* _What you have to do_
Copy the lines below word for word, including the polygon outlines, but omit the picture itself.
★ ★ ★
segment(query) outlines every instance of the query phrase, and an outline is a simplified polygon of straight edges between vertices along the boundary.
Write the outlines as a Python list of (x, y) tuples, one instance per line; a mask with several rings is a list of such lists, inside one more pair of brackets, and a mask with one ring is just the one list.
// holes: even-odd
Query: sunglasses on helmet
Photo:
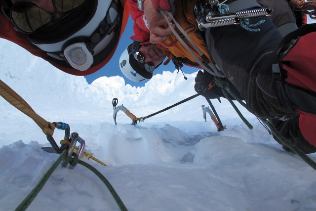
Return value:
[(152, 62), (145, 63), (145, 56), (139, 50), (135, 50), (132, 52), (133, 57), (135, 60), (140, 63), (143, 66), (146, 71), (149, 73), (152, 73), (155, 70), (155, 65)]
[(7, 15), (14, 23), (16, 29), (26, 34), (32, 34), (50, 26), (53, 23), (53, 16), (56, 14), (70, 14), (80, 7), (86, 0), (52, 0), (55, 11), (53, 14), (35, 4), (17, 3), (10, 8)]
★ ★ ★
* _Finished answer_
segment(query) outlines every instance of the query phrase, and an outline is a simplified polygon of straight edges between vertices along the boundary.
Write the outlines as a Python list of (x, y) tuples, one instance per line; a mask with several rings is a list of such lists, inside one more pair of brackets, and a mask with one ring is just the one list.
// holes: even-odd
Query: sunglasses on helmet
Photo:
Return value:
[(152, 62), (145, 63), (145, 56), (139, 50), (135, 50), (132, 52), (133, 57), (135, 60), (140, 63), (143, 66), (146, 71), (149, 73), (152, 73), (155, 70), (155, 65)]
[(7, 15), (14, 23), (16, 29), (26, 34), (32, 34), (50, 26), (53, 23), (53, 16), (56, 14), (70, 14), (80, 7), (86, 0), (52, 0), (55, 11), (53, 14), (35, 4), (17, 3), (10, 8)]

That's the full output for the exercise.